TO BE DONE. Copy all the material that follows, keeping every character the same.
________
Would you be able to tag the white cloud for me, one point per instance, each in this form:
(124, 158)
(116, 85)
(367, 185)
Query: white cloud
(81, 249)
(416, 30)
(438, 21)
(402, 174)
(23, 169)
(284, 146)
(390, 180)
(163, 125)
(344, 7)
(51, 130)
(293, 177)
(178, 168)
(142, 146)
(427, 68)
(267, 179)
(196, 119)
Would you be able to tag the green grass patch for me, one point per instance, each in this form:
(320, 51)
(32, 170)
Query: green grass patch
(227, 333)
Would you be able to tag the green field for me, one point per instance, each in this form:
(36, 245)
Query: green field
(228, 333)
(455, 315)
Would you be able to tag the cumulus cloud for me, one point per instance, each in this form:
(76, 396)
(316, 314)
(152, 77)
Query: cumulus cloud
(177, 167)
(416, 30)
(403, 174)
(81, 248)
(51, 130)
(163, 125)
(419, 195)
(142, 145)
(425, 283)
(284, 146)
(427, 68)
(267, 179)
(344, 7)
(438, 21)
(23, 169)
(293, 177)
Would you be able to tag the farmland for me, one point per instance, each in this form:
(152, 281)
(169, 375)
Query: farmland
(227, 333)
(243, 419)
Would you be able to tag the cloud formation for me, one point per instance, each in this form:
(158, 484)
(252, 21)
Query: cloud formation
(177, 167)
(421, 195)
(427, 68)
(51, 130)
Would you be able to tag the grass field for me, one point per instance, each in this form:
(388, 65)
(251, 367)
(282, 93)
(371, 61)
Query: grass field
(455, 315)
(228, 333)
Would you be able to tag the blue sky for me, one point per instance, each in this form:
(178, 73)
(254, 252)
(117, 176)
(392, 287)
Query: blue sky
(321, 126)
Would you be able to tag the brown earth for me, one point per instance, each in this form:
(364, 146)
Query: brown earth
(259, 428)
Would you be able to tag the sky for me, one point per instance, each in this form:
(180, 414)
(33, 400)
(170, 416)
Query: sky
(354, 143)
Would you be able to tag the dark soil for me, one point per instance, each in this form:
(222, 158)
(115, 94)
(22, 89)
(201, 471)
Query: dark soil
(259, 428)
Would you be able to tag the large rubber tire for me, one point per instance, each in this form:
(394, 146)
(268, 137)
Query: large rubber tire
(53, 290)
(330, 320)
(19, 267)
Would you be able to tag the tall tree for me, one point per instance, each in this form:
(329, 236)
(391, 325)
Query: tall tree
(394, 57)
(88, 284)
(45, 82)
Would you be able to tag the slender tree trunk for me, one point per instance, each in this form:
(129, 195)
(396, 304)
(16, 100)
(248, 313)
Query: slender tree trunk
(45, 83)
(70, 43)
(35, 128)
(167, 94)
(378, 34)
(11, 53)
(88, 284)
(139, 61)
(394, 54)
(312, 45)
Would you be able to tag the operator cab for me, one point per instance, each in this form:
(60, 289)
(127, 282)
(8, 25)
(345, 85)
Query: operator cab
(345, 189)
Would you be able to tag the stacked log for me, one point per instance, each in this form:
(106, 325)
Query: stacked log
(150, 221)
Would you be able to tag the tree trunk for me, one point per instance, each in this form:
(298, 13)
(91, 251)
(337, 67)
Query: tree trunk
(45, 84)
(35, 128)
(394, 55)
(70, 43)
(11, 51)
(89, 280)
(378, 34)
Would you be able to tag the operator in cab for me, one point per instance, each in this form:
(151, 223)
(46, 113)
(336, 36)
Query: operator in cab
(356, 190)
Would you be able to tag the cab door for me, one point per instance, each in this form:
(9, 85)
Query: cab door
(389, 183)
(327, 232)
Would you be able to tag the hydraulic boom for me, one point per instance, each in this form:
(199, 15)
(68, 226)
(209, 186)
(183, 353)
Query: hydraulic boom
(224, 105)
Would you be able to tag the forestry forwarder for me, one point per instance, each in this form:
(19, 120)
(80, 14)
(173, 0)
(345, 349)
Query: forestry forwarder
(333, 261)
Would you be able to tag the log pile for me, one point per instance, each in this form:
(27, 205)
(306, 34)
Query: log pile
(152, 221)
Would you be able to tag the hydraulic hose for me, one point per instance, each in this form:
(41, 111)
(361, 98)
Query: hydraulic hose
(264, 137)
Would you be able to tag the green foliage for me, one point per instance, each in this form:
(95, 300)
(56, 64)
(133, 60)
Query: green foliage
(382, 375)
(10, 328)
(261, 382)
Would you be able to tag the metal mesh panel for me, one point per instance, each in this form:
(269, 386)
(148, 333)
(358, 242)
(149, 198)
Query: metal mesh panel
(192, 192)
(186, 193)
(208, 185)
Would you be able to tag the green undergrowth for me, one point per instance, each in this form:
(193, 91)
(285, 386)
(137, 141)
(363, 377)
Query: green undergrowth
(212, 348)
________
SOLVED EXERCISE.
Would you be able to tag the white cloud for me, one point per instance, each in this form:
(124, 158)
(116, 85)
(367, 185)
Query: white cloud
(81, 249)
(416, 30)
(438, 21)
(402, 174)
(23, 169)
(284, 146)
(390, 180)
(163, 125)
(344, 7)
(51, 130)
(293, 177)
(178, 168)
(142, 146)
(427, 68)
(267, 179)
(196, 119)
Would you be able to tag the green grass patch for me, one point per instance, each in this form:
(320, 51)
(32, 170)
Query: green grass patch
(227, 333)
Would you be able to tag the green field for me, one point per instance, each in this form:
(36, 245)
Query: green field
(228, 333)
(455, 315)
Would you be able to tag the cumulus cloud for me, one point per instance, each in this form:
(76, 396)
(316, 314)
(152, 77)
Query: cumulus cloud
(177, 167)
(416, 30)
(403, 174)
(81, 248)
(51, 130)
(163, 125)
(419, 195)
(142, 145)
(425, 283)
(284, 146)
(427, 68)
(267, 179)
(344, 7)
(438, 21)
(23, 169)
(293, 177)
Would you be able to tag the farmland for me, one point per instance, each in this form:
(152, 281)
(169, 375)
Query: farmland
(227, 333)
(243, 419)
Would you be able to tag the cloud formation for me, one point per instance, each in this form:
(158, 484)
(252, 21)
Query: cloud formation
(177, 167)
(421, 195)
(427, 68)
(51, 130)
Would you be able to tag the grass field for me, one point per instance, each in this form:
(388, 65)
(251, 367)
(282, 93)
(371, 61)
Query: grass field
(455, 315)
(228, 333)
Would you be able to tag the blue sky for me, one point per instance, each in this form:
(178, 73)
(254, 252)
(117, 176)
(392, 287)
Query: blue sky
(321, 126)
Would you be able to tag the brown earth for me, one point per instance, each in this form:
(364, 146)
Query: brown earth
(259, 428)
Would you be able to tag the sky for me, one point per instance, each in this form:
(180, 414)
(33, 400)
(170, 416)
Query: sky
(354, 143)
Would you be able to tag the dark soil for me, one point per instance, each in this form:
(222, 158)
(115, 94)
(22, 89)
(201, 471)
Query: dark soil
(259, 428)
Would you be able to tag the large rubber tire for me, one point per instance, each in this form:
(394, 146)
(268, 137)
Query: large rubber tire
(53, 290)
(330, 320)
(19, 267)
Would you be able to tag the tall tree for me, one point per instance, each in this form:
(329, 236)
(391, 325)
Query: tall tree
(394, 57)
(88, 284)
(45, 82)
Would you be able to tag the slender tree trunk for me, one point per instance, each in this form:
(129, 195)
(396, 304)
(16, 100)
(248, 313)
Query: slender tree trunk
(45, 83)
(70, 43)
(35, 128)
(167, 94)
(378, 34)
(11, 53)
(88, 284)
(139, 61)
(394, 54)
(312, 45)
Would you be able to tag the operator cab for me, one point per instance, each in this form:
(60, 289)
(127, 282)
(8, 25)
(345, 85)
Query: operator cab
(345, 189)
Would you be able to tag the stacked log for me, one point per instance, each in this form:
(106, 325)
Query: stacked log
(150, 221)
Would you be able to tag the tree trunk for me, one point per instance, each in this form:
(298, 13)
(91, 251)
(337, 67)
Query: tree trunk
(45, 84)
(35, 128)
(394, 55)
(70, 43)
(11, 51)
(89, 280)
(378, 34)
Would you be able to tag the operator in cab for me, one point per instance, each in this form:
(151, 223)
(46, 113)
(336, 36)
Query: operator in cab
(356, 190)
Would you be able to tag the cab door for me, one point per instance, each in this form:
(9, 85)
Query: cab door
(389, 183)
(327, 232)
Would you be able to tag the hydraulic boom for me, one point per instance, each in this form:
(199, 15)
(68, 226)
(209, 186)
(183, 353)
Query: hydraulic boom
(224, 105)
Would you be able to tag the forestry forwarder for me, one point per instance, each in this form:
(19, 120)
(80, 14)
(173, 0)
(345, 349)
Query: forestry forwarder
(333, 261)
Would you be able to tag the log pile for me, one point per instance, each in this form:
(27, 205)
(306, 34)
Query: log pile
(152, 221)
Would you be able to tag the hydraulic hose for me, one point per instance, each in this form:
(41, 111)
(361, 98)
Query: hydraulic hose
(264, 137)
Would you be able to tag the green foliage for me, one point per instance, each in this form:
(95, 300)
(56, 64)
(133, 60)
Query: green foliage
(382, 375)
(10, 328)
(261, 382)
Would you be able to tag the metal mesh panel for me, one point per instance, each in this form:
(269, 386)
(148, 333)
(358, 242)
(149, 198)
Query: metal mesh panel
(192, 192)
(186, 193)
(208, 185)
Would you be able to tag the green undergrowth for me, one point per instance, each in this form:
(193, 91)
(285, 386)
(137, 141)
(363, 377)
Query: green undergrowth
(212, 348)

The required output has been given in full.